- Task goal
Please rewrite the lines below as a two-column CSV with the header instruction,boxes, giving one row for each line that begins "Above is the test image" and putting in the boxes column every bracketed line that follows it. Wrap each field in double quotes and replace line breaks with spaces.

- Data section
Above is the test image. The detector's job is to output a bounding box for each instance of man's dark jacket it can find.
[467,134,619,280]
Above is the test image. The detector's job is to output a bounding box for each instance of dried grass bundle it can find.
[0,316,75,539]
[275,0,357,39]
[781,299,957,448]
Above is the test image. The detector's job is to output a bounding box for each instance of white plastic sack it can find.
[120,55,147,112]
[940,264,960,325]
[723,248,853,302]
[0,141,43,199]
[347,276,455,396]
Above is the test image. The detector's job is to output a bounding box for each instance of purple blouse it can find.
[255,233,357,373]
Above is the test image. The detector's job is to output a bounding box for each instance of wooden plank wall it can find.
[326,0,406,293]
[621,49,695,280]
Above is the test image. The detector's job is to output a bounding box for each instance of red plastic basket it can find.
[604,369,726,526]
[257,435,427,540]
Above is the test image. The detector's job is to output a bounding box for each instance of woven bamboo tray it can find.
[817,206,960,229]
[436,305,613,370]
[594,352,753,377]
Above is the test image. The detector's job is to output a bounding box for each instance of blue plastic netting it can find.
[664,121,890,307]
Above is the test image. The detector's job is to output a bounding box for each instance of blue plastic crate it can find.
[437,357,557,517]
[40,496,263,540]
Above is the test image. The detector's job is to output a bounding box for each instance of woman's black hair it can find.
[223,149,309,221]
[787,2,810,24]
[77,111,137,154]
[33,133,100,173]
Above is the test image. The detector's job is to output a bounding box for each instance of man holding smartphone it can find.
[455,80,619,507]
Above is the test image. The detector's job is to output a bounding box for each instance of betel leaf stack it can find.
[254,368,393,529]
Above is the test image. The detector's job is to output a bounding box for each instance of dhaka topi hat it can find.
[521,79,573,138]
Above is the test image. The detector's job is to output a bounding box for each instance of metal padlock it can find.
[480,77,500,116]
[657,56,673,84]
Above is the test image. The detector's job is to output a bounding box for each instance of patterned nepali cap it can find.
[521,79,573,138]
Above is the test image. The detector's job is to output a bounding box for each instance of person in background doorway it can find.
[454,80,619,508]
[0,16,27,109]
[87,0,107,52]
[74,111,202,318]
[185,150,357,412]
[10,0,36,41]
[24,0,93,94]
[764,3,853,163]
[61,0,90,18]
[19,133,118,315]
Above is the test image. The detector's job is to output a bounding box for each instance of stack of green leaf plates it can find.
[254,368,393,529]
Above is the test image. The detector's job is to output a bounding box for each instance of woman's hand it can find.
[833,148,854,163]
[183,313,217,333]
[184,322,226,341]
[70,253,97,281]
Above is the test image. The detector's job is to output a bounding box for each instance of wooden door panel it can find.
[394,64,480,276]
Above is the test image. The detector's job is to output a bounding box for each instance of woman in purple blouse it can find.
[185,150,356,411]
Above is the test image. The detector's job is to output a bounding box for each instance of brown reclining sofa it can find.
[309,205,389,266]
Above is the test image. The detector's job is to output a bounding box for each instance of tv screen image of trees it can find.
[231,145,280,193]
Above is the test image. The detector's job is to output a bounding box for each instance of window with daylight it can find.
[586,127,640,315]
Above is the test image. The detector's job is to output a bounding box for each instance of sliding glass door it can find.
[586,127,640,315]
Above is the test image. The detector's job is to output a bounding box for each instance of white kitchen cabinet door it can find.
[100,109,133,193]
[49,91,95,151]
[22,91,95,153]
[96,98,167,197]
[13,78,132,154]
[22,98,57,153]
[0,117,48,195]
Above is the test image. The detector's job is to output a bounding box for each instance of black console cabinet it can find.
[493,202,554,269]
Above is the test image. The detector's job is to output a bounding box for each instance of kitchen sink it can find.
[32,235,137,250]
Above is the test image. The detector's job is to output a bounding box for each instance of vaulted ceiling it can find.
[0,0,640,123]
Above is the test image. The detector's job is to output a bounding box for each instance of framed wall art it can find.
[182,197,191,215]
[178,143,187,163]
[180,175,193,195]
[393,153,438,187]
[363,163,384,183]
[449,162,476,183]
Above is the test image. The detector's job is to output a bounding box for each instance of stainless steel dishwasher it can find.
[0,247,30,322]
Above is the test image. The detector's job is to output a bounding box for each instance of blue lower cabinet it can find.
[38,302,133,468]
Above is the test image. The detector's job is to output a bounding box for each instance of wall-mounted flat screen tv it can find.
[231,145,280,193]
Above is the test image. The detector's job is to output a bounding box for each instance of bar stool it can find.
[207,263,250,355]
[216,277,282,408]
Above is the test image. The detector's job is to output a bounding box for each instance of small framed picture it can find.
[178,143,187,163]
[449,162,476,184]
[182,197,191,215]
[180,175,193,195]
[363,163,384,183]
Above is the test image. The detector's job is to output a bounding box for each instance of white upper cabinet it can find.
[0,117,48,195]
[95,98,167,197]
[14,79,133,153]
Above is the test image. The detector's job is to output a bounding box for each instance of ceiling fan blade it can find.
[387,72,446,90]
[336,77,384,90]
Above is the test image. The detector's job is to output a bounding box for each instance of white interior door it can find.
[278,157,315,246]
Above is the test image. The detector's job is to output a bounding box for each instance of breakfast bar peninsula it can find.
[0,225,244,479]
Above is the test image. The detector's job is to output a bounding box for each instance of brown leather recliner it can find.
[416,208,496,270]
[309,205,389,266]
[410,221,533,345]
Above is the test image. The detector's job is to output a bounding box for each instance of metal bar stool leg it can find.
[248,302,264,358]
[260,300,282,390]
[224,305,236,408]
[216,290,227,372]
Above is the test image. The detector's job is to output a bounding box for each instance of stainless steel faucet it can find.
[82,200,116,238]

- Solution to the exercise
instruction,boxes
"Above is the test image. The detector's job is to output a bounding box for each instance of man's dark jacket it can find.","[467,134,619,280]"
"Above is the test image. The detector's job is to output a bounding box for each instance of dried grass bundle it can find.","[0,316,75,539] [275,0,357,39] [781,299,957,448]"
"Above is the test image. The detector's job is to output a bounding box for each instance of white plastic sack it can find.","[120,55,147,112] [940,264,960,325] [723,248,853,302] [0,141,43,199] [347,276,455,396]"
"Above is the test image. The detector's job is to output a bounding box for each instance of purple blouse it can find.","[255,233,357,373]"
"Above is the test image. The detector's job is to output a bounding box for each instance of wooden plank wall it can find.","[326,0,406,293] [621,49,695,280]"
"Above is the test image. The detector's job is to output a bounding box for each instance of red plastic basket it can find.","[604,369,726,526] [257,435,427,540]"
"Above is the test image. The detector's job is to output a bounding box for each instance of woven bamboo tray it can find.","[817,206,960,229] [436,305,613,370] [594,352,753,377]"
"Above is the test image. The detector's job is to output a bounding box for each instance of blue plastic netting it can find.","[664,121,890,307]"
"Above is the test image. The detector's job is to output a bounding box for each instance of blue plastic crate it can find.","[437,357,557,517] [40,496,263,540]"
"Above is the test image. The detector's job is to output a bounding box for each instance of woman's black hair it can find.","[223,149,309,221] [787,2,810,24] [77,111,137,154] [33,133,100,173]"
"Above is the test image. The detector's job is to output a bounding box for each instance of man holding smartphone it can find.","[455,80,619,507]"
"Above is the test image. The detector's job is to output a bounding box for each instance of betel leaf stack it can find.","[254,368,393,529]"
"Above is the test image. The detector's job is to output a bounding box for each instance of dhaka topi hat it can find.","[521,79,573,138]"
"Above is the test image. The detector's job is to output a bounding box for each instance of metal padlock it can find.","[480,77,500,116] [657,56,673,84]"
"Above is the test image. The detector's job is to output a bounding box for each instance of patterned nepali cap it can find.","[521,79,573,138]"
"Above is the test image. The detector's job is to output a bounding box for each instance of person in background doorway it can find.","[454,80,619,508] [0,16,27,109] [87,0,107,52] [74,111,202,318] [185,150,357,412] [10,0,36,41] [24,0,93,94] [764,3,853,163] [61,0,90,18] [19,133,118,315]"
"Above is the test image. The detector's job is to output a bounding box for each instance of stack of green leaf plates it can find.","[254,368,393,529]"
"Above is the test image. The detector's job is to output a bounding box for each instance of woman's hand it can find.","[833,148,854,163] [183,313,217,333] [184,322,226,341] [70,253,97,281]"
"Above is the test image. The detector's job is to output a bounding box for each instance of wooden door panel it can find.","[394,64,480,276]"
"Above is the test image. The detector's job is to output a bounding box for each instance of woman in purple blouse it can find.","[185,150,356,411]"
"Above is the test image. The detector's job is to output a bounding box for each instance of brown reclining sofa it can find.","[309,205,389,266]"
"Above is the test image. The detector's job is to output a bounding box for each instance of tv screen image of trees it can find.","[231,145,280,193]"
"Above is the test image. The detector's job is to output a bounding box for each instance of window with daylight it can find.","[586,127,640,315]"
"Above is the test image. The detector's job is to output a bounding box for each instance of sliding glass door it can find.","[586,127,640,315]"
"Above is the test image. The detector's job is to output a bounding box for each instance of white kitchen cabinet door it can find.","[100,109,133,193] [49,91,95,151] [22,91,95,153] [96,98,167,197] [13,78,132,154] [22,98,57,153] [0,117,48,195]"
"Above is the test image. The detector's job is to output a bounding box for each instance of black console cabinet it can find.","[493,202,554,269]"
"Above is the test image. The detector's job is to output a bounding box for each instance of kitchen sink it can find.","[32,235,137,250]"
"Above is the test image. The detector's job is to output a bounding box for each instance of vaulted ceiling it can find.","[0,0,640,123]"
"Above is the test image. The detector's job is to output a bounding box for each instance of framed wall art it can find.","[182,197,191,215] [178,143,187,163] [180,175,193,195] [393,153,438,187] [363,163,384,183] [449,162,476,183]"
"Above is the test image. The detector's job is to output a bounding box for each instance of stainless steel dishwasher it can find.","[0,247,30,322]"
"Above is the test image. The detector's job is to output a bounding box for each instance of blue lower cabinet it can find.","[38,302,133,468]"
"Above is the test image. The detector's job is to output a bounding box for each instance of wall-mounted flat screen tv it can find.","[231,145,280,193]"
"Above is the test image. The detector's job is to output a bounding box for each instance of bar stool it can find.","[207,263,250,355] [216,277,282,408]"
"Above is the test image. The detector's job is to output a bounding box for each instance of small framed picture it can find.","[178,143,187,163] [449,162,476,184] [182,197,191,215] [180,175,193,195] [363,163,384,183]"
"Above is the test image. The detector's job is to output a bounding box for each instance of white upper cabinet it can find.","[0,117,48,195] [95,98,167,197] [14,79,133,153]"
"Above is the test image. The detector's job is to output a bounding box for each instance of ceiling fan blade it can find.","[387,72,446,90] [336,77,384,90]"
"Above is the test image. The detector's job is to output a bounding box for each instance of white interior door it can find.","[278,157,315,246]"
"Above is the test image. The detector's job is to output a bounding box for each instance of breakfast bar peninsula it can find.","[0,225,244,479]"
"Above is the test image. The detector's job is to output a bounding box for each instance of brown leather recliner it can find.","[416,208,496,270] [309,205,389,266] [410,221,533,345]"
"Above is the test image. The detector's job is to output a bounding box for each instance of metal bar stool leg it can find.","[248,302,264,358] [260,300,282,390] [224,305,236,408] [216,290,227,372]"
"Above is the test image. The detector's job is to output a bounding box for each instance of stainless steel faucet it can find.","[82,200,116,238]"